--- 正文部分 ---
▶

KMP算法题集

模板

caioj 1177 KMP模板

#include<bits/stdc++.h>
#define REP(i, a, b) for(register int i = (a); i < (b); i++)
#define _for(i, a, b) for(register int i = (a); i <= (b); i++)
using namespace std;

const int MAXN = 1e6 + 10;
const int MAXM = 1e3 + 10;
char a[MAXN], b[MAXM]; 
int next[MAXM], lena, lenb; 

void get_next()
{
	next[1] = 0; int j = 0;
	_for(i, 2, lenb)
	{
		while(j > 0 && b[j + 1] != b[i]) j = next[j];
		if(b[j + 1] == b[i]) j++;
		next[i] = j;	
	} 
}

void kmp()
{
	int j = 0;
	_for(i, 1, lena)
	{
		while(j > 0 && (j == lenb || b[j + 1] != a[i]))  j = next[j]; 
		if(b[j + 1] == a[i]) j++;
		if(j == lenb) { printf("%d %d\n", i - lenb + 1, i); return; }	
	}
	puts("NO");
}

int main()
{
	scanf("%s%s", a + 1, b + 1);
	lena = strlen(a + 1); lenb = strlen(b + 1);
	get_next();
	kmp();
	return 0;
}

caioj 1460: 【KMP】字符串匹配

#include<bits/stdc++.h>
#define REP(i, a, b) for(register int i = (a); i < (b); i++)

◀

--- 给定材料 ---
▶

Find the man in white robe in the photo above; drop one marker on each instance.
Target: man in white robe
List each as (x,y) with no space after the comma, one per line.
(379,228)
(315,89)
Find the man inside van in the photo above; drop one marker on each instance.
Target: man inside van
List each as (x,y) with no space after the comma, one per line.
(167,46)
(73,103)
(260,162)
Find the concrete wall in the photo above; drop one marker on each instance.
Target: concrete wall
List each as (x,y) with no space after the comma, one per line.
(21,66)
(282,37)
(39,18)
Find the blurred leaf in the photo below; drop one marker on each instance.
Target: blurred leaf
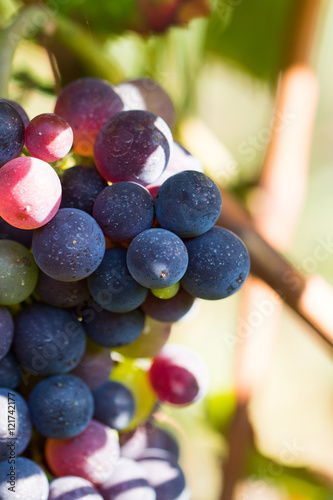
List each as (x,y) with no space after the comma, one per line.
(143,16)
(252,33)
(300,483)
(221,408)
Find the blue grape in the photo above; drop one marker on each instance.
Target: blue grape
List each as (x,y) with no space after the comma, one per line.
(6,331)
(48,340)
(181,160)
(29,481)
(112,285)
(219,263)
(18,409)
(128,482)
(20,111)
(11,132)
(133,146)
(166,477)
(188,204)
(124,210)
(61,293)
(95,365)
(168,310)
(61,406)
(114,405)
(9,232)
(87,103)
(157,258)
(73,488)
(149,440)
(9,372)
(110,329)
(147,94)
(80,187)
(70,247)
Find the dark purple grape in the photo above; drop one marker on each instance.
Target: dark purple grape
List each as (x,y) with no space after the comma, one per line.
(11,132)
(146,94)
(86,104)
(91,454)
(9,232)
(29,482)
(157,258)
(70,247)
(148,440)
(181,160)
(133,146)
(166,477)
(13,406)
(80,187)
(95,365)
(20,111)
(73,488)
(219,263)
(61,406)
(188,204)
(128,482)
(48,340)
(6,331)
(112,285)
(61,293)
(124,210)
(168,310)
(114,405)
(9,372)
(110,329)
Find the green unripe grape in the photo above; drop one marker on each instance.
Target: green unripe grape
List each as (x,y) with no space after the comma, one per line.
(166,293)
(18,272)
(136,379)
(153,337)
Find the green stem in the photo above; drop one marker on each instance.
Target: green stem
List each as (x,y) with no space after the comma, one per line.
(86,49)
(24,25)
(37,18)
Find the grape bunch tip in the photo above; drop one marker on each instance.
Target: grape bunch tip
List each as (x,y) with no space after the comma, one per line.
(96,264)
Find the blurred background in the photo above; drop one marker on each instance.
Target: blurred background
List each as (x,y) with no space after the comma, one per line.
(222,62)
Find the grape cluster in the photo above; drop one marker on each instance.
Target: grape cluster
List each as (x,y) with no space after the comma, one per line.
(96,262)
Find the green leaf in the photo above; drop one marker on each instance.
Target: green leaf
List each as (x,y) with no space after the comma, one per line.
(251,33)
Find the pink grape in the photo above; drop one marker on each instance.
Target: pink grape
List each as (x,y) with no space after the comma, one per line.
(48,137)
(30,192)
(178,376)
(91,454)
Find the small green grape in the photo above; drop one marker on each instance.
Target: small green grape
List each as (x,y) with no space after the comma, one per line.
(18,272)
(166,293)
(136,379)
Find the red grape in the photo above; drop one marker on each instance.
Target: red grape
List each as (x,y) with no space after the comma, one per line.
(48,137)
(178,376)
(30,192)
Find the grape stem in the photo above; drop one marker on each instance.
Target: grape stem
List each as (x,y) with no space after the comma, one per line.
(271,228)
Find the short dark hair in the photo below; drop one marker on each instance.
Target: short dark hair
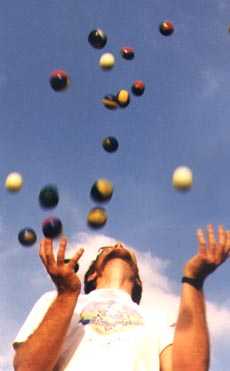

◀

--- 任务目标 ---
接着KMP算法题集这篇正文停下的地方往下写。 这些材料与正文彼此独立，互不相干。

--- 最终结果 ---
#define _for(i, a, b) for(register int i = (a); i <= (b); i++)
using namespace std;

const int MAXN = 1e6 + 10;
char a[MAXN], b[MAXN]; 
int next[MAXN], lena, lenb;

void get_next()
{
	next[1] = 0; int j = 0;
	_for(i, 2, lena)
	{
		while(j > 0 && a[j + 1] != a[i]) j = next[j];
		if(a[j + 1] == a[i]) j++;
		next[i] = j;
	}
}

int kmp()
{
	int res = 0, j = 0;
	_for(i, 1, lenb)
	{
		while(j > 0 && a[j + 1] != b[i]) j = next[j];
		if(a[j + 1] == b[i]) j++;
		if(j == lena) { res++; j = next[j]; }	
	}	
	return res;
} 

int main()
{
	int T;
	scanf("%d", &T);
	while(T--)
	{
		scanf("%s%s", a + 1, b + 1);
		lena = strlen(a + 1); lenb = strlen(b + 1); 
		get_next();
		printf("%d\n", kmp());
	}
	return 0;
}

重复子串结论

有一个结论。

对于字符串S[1~i],如果i % (i - next[i]) == 0,那么这个字符串就由很多个重复的子串构成(形如abababab)

每个循环节等于S[1~i-next[i]],循环节的个数为i / (i - next[i])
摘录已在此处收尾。